* TO DO *
Will you quote all of the entries, word for word?

Records:

☆ ☆ ☆ ☆

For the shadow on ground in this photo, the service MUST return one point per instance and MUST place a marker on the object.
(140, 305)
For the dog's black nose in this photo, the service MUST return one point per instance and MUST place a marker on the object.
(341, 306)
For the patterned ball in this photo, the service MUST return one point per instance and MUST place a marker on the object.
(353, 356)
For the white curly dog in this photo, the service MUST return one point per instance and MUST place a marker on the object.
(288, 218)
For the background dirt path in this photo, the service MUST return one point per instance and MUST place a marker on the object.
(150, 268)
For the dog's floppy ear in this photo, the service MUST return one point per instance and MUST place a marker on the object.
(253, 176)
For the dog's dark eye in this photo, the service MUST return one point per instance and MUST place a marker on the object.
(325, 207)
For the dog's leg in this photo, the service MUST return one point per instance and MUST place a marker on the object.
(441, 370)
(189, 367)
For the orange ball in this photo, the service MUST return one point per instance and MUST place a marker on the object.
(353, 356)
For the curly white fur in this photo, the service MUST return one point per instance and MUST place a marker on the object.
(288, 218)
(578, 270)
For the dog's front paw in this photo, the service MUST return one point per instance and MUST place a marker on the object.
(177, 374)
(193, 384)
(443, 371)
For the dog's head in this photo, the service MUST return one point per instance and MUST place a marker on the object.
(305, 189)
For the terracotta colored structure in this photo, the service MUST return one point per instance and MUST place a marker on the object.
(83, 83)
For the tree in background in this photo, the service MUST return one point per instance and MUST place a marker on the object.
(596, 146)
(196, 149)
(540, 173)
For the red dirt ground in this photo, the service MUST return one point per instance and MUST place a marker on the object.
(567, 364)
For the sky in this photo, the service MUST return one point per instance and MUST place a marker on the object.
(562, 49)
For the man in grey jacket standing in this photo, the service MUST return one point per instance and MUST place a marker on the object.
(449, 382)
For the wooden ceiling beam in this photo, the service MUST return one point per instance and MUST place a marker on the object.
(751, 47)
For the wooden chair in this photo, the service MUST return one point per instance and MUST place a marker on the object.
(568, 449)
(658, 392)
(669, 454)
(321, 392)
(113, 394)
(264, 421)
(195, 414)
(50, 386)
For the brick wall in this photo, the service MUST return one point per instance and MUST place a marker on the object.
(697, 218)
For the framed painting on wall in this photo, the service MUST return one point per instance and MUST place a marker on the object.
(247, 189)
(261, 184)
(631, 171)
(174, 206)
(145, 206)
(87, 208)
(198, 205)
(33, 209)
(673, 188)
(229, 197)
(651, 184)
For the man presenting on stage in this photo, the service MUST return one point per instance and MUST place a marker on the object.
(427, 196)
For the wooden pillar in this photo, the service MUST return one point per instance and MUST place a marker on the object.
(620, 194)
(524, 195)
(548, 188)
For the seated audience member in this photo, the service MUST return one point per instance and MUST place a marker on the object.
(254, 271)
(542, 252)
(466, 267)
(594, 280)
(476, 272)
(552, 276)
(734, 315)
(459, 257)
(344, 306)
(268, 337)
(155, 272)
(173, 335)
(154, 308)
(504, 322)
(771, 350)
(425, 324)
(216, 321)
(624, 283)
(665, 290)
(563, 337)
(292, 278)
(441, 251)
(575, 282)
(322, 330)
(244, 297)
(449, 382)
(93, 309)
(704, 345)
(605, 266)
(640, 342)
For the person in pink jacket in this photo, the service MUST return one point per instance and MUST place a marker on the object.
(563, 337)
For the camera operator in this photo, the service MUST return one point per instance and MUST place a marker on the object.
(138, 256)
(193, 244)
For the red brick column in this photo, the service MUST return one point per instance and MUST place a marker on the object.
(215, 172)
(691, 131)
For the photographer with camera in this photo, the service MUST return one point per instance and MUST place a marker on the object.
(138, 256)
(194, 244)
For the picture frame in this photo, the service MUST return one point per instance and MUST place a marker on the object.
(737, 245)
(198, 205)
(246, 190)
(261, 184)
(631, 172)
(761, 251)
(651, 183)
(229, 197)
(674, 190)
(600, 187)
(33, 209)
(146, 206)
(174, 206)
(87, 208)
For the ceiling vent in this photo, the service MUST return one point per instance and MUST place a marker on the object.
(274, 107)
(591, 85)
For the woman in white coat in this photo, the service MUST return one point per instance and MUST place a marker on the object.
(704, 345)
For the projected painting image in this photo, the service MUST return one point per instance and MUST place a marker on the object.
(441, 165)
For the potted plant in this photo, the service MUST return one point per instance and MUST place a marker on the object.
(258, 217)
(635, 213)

☆ ☆ ☆ ☆

* SOLUTION *
For the shadow on ground in this photo, the service MUST return one point per instance and MUST place a marker on the object.
(140, 305)
For the dog's black nose in this photo, the service MUST return one point per instance and MUST place a marker on the object.
(341, 306)
For the patterned ball in this photo, the service MUST return one point per instance and MUST place a marker on the object.
(353, 356)
For the white curly dog in this photo, the service MUST return one point per instance and MUST place a marker on the object.
(288, 218)
For the background dirt path in this photo, the service MUST return one point per instance and MUST place a marker on the object.
(150, 268)
For the dog's floppy ear in this photo, the service MUST return one point per instance and MUST place a marker on the object.
(253, 176)
For the dog's dark eye in this photo, the service MUST return one point per instance and MUST place a marker on the object.
(325, 207)
For the dog's leg in this photo, the service MUST return one point per instance and MUST place a marker on the object.
(441, 370)
(189, 367)
For the orange ball in this photo, the service MUST return one point per instance and MUST place a marker on the object.
(353, 356)
For the curly white fur in this photo, the service MUST return one point per instance and MUST place a marker on the object.
(288, 218)
(578, 270)
For the dog's front paw in this photo, the service MUST return one point per instance and MUST place a marker on the object.
(177, 374)
(193, 384)
(443, 371)
For the dog's head in this photo, the service MUST return one point per instance and MUST place a marker on the object.
(305, 189)
For the terracotta colored structure in this photo, the service MUST return one point per instance and MUST place a marker on the object.
(83, 83)
For the tree in background in this photo, the service MUST return one point per instance and MUST place a marker on the object.
(596, 146)
(196, 149)
(540, 173)
For the red dirt ground in this photo, the service MUST return one point per instance and MUST place a marker on the object.
(567, 364)
For the sky in this photo, the service MUST return one point per instance and MUST place a marker on the object.
(562, 49)
For the man in grey jacket standing in this photo, the service MUST return one point per instance and MUST place a marker on the object.
(449, 382)
For the wooden ceiling beam in this photo, the service MUST return one point per instance and MUST place a marker on the object.
(751, 47)
For the wooden chair in this photo, the service MUST return one point per instance and MUST place a marker on the object.
(568, 449)
(658, 392)
(669, 454)
(321, 392)
(113, 394)
(264, 421)
(195, 414)
(50, 386)
For the brick wall in this photo, the service MUST return one point per instance and MUST place a marker on the object.
(697, 218)
For the framed painting on wall in this photo, the service MUST return one point per instance and MUST place a marker on the object.
(247, 189)
(261, 184)
(631, 171)
(174, 206)
(145, 206)
(87, 208)
(198, 205)
(33, 209)
(673, 188)
(229, 197)
(651, 184)
For the man presenting on stage in this photo, the service MUST return one point per instance and MUST place a marker on the object.
(427, 196)
For the wooden pillar in this photo, the service MUST return one point per instance and MUST place a marker on the object.
(620, 194)
(524, 195)
(548, 188)
For the seated audience member in this photo, the service MUST return one point per instance and MUST place a marker on the object.
(254, 271)
(542, 252)
(466, 267)
(594, 280)
(476, 272)
(552, 276)
(734, 315)
(459, 257)
(344, 306)
(268, 337)
(155, 272)
(173, 335)
(154, 308)
(504, 322)
(771, 350)
(425, 324)
(216, 321)
(624, 283)
(665, 290)
(563, 337)
(292, 278)
(441, 251)
(575, 282)
(322, 330)
(244, 297)
(449, 382)
(93, 309)
(704, 345)
(605, 266)
(640, 342)
For the person in pink jacket in this photo, the service MUST return one point per instance and MUST place a marker on the object.
(563, 337)
For the camera operator in this photo, the service MUST return one point per instance and MUST place a marker on the object.
(138, 256)
(193, 244)
For the red brick column in this photo, the service MUST return one point per instance and MUST place a marker on the object.
(215, 172)
(691, 131)
For the photographer with camera in this photo, the service MUST return one point per instance and MUST place a marker on the object.
(138, 256)
(194, 244)
For the picture frame in this photo, the service MUST return one point per instance and MUST place a marker on the object.
(737, 245)
(198, 205)
(246, 190)
(261, 184)
(631, 172)
(761, 251)
(651, 183)
(229, 197)
(674, 190)
(600, 187)
(33, 209)
(146, 206)
(174, 206)
(87, 208)
For the ceiling vent in this photo, the service MUST return one point per instance and MUST place a marker on the object.
(274, 107)
(591, 85)
For the woman in white coat in this photo, the service MUST return one point per instance and MUST place a marker on the object.
(704, 345)
For the projected painting image in this photo, the service MUST return one point per instance and MUST place a marker on the object.
(441, 165)
For the potted plant in this photo, the service MUST return one point per instance and MUST place a marker on the object.
(258, 217)
(635, 213)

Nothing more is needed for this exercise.